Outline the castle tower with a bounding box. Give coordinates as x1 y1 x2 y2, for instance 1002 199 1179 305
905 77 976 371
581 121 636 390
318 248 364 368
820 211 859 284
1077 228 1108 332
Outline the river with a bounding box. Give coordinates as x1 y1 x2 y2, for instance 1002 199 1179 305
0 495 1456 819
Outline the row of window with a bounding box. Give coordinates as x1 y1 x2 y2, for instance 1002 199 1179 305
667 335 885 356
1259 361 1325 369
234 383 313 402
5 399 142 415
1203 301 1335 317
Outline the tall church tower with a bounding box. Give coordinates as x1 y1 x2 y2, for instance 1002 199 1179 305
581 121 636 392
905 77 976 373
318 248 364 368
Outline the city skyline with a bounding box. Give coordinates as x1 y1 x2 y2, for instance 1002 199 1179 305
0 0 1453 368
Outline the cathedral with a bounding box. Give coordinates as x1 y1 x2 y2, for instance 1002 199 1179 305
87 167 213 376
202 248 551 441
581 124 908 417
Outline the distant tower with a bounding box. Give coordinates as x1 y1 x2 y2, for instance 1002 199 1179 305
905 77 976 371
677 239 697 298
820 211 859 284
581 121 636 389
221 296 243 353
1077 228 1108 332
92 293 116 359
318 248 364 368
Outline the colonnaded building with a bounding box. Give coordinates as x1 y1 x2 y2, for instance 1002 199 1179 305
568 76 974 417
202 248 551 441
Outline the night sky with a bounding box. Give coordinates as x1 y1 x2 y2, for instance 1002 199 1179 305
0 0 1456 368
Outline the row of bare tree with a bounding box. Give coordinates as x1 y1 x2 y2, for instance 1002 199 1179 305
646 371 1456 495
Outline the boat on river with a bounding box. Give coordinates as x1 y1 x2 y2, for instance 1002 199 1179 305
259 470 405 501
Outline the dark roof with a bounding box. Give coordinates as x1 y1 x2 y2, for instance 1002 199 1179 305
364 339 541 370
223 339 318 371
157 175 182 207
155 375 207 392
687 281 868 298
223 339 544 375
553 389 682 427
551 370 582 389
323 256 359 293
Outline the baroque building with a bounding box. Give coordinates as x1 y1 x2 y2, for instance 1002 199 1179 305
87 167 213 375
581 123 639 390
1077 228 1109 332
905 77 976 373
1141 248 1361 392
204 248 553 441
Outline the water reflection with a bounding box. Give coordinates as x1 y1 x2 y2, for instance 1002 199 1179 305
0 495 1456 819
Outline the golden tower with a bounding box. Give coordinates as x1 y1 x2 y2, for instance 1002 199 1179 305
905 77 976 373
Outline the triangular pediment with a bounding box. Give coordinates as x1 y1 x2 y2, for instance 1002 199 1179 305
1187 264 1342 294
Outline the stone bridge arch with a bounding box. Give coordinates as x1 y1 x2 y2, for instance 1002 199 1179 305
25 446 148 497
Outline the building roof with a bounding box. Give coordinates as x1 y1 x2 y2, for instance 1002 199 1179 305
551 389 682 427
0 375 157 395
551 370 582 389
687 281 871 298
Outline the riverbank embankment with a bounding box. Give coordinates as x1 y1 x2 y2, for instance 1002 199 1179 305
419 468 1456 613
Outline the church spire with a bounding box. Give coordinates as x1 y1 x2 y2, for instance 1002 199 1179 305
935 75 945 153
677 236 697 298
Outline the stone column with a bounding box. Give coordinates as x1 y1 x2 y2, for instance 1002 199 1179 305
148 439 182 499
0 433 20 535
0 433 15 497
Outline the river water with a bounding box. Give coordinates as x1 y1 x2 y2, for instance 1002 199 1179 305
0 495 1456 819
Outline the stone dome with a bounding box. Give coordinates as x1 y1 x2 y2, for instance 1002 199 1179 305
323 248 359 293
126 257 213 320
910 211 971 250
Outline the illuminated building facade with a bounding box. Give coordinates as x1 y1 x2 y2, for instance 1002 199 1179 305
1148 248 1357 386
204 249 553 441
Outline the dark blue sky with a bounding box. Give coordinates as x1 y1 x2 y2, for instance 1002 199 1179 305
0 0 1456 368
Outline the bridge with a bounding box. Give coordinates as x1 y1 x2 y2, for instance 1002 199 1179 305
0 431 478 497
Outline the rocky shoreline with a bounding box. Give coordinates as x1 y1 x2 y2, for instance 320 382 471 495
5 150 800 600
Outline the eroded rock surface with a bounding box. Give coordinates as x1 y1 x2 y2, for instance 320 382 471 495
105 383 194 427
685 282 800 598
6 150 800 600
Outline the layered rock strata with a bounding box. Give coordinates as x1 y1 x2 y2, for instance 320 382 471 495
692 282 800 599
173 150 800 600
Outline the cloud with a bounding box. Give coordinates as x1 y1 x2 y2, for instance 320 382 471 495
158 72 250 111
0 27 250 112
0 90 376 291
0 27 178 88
==============================
_GIVEN REQUEST_:
Rewrite the records above, substituting "rectangle" for every "bounding box" and leaving everything else unchanged.

_EXERCISE RESPONSE_:
Outline the castle tower with a rectangle. Give coordinates as x1 y1 x2 y2, for instance 1002 199 1179 305
905 77 976 371
581 121 636 390
318 248 364 368
820 211 859 284
1077 228 1108 332
Outline the river with a rectangle. Give coordinates as x1 y1 x2 y2, for instance 1002 199 1179 305
0 495 1456 819
Outline the row of window with a rectangle. Give coordinates as x1 y1 x2 y2, for instance 1002 199 1179 305
667 335 885 356
1259 361 1325 369
234 383 313 402
5 399 142 415
1203 301 1335 317
Outline the tall church tower with a rectangle. Give coordinates as x1 y1 x2 y2, for instance 1002 199 1179 305
581 121 636 392
905 77 976 373
318 248 364 368
Outline the city skyline with a rectangle. Give coordinates as x1 y1 x2 y2, for instance 1002 199 1179 305
0 0 1453 368
Outline the cathedral with a rectangle. Give coordinates as x1 y1 x2 y2, for instance 1002 199 1179 305
87 167 213 376
202 248 551 441
581 124 908 417
Outline the distant tower with a rectangle. Give coordinates as x1 y1 x2 y2, for instance 1002 199 1179 305
905 77 976 371
677 239 697 298
820 211 859 284
581 121 636 389
221 296 243 353
1077 228 1108 332
92 293 116 359
318 248 364 368
Outline the colonnaded building with a rectangle. Give coordinates as x1 y1 x2 y2, for instance 1002 199 1179 305
568 76 974 417
202 248 551 441
Outline the night sky with a rectangle. Give coordinates as x1 y1 x2 y2, for instance 1002 199 1179 305
0 0 1456 368
Outline the row of bare tree with a rectangle. Give coordinates as x1 y1 x2 y2, for instance 1002 199 1179 305
646 371 1456 495
Outline the boat on river with a rectangle. Give coordinates as x1 y1 x2 y2, for instance 1002 199 1179 305
259 470 405 501
Outline the dark roof with a rectangle. Give coordinates as x1 y1 x2 y2, for instance 1002 199 1179 305
364 339 541 370
223 339 318 371
157 175 182 207
155 375 207 392
687 281 868 298
223 339 544 375
553 389 682 427
551 370 582 389
323 256 359 293
Outline the baroque building with a rectangle. Give coordinates as x1 y1 x2 y2, for instance 1002 199 1179 305
87 167 213 375
581 123 639 390
1077 228 1109 332
905 77 976 373
1141 248 1361 392
204 248 553 441
Outline the water reflection with a rectangle. Give coordinates as x1 y1 x2 y2, for instance 1002 199 1179 305
0 495 1456 819
Outline the golden tower with a rectangle. Give coordinates as x1 y1 x2 y2, for instance 1002 199 1179 305
905 77 976 373
Outline the triangular pediment with a rectangle. Give coordinates as x1 y1 x2 y2, for instance 1002 199 1179 305
1187 264 1342 294
Outline the stone bridge arch with a rectangle. Give coordinates as x1 y1 x2 y2, for instance 1002 199 1179 305
25 446 148 497
Outline the building roof with a rectangle. Give coordinates as x1 y1 x2 y2, for instance 1002 199 1179 305
551 389 682 427
0 375 157 395
551 370 582 389
687 281 871 298
Outline the riverbank embankment with a rectangle. Give coordinates as x1 y1 x2 y2, for instance 1002 199 1179 305
419 468 1456 613
Outline the church spire with a rectangle. Give coordinates as x1 y1 x2 y2, for instance 1002 199 1179 305
935 75 945 153
677 236 697 298
Outline the stone column with a rectangle. Give coordinates as x1 y1 x2 y2, for instance 1002 199 1179 305
148 439 182 499
0 433 20 535
0 433 15 497
Outline the river water with a rectangle. Give coordinates as x1 y1 x2 y2, for instance 1002 199 1179 305
0 495 1456 819
Outline the stone dome with a rectangle. Give coordinates as x1 y1 x2 y2, for instance 1002 199 1179 305
323 248 359 293
126 257 213 320
910 211 971 250
Outline the illuminated building facade with a rectangle. Give coordinates as x1 y1 x2 y2, for instance 1002 199 1179 305
1148 248 1357 386
204 249 553 441
Outline the dark blue sky with a rectangle. Give coordinates as x1 y1 x2 y2, for instance 1002 199 1179 305
0 0 1456 368
Outline the bridge with a rectangle. Give coordinates as x1 y1 x2 y2, for instance 1002 199 1179 305
0 431 478 497
Outline the rocky shoreline with a rectangle. Give coordinates as x1 y1 x2 y2, for instance 320 382 471 495
5 150 800 600
Outline the eroded rock surface with a rectangle. Give coordinates as x1 y1 x2 y2, for instance 320 382 471 495
105 383 194 427
685 282 800 598
6 150 800 600
Outline the layered rock strata with a rectangle. Give coordinates as x1 y1 x2 y2, for instance 320 382 471 495
692 282 800 599
173 150 800 600
Outline the cloud with a rectangle. Give coordinates as x1 y1 x2 y2, for instance 320 382 471 495
158 72 250 111
0 27 250 112
0 90 376 291
0 27 178 88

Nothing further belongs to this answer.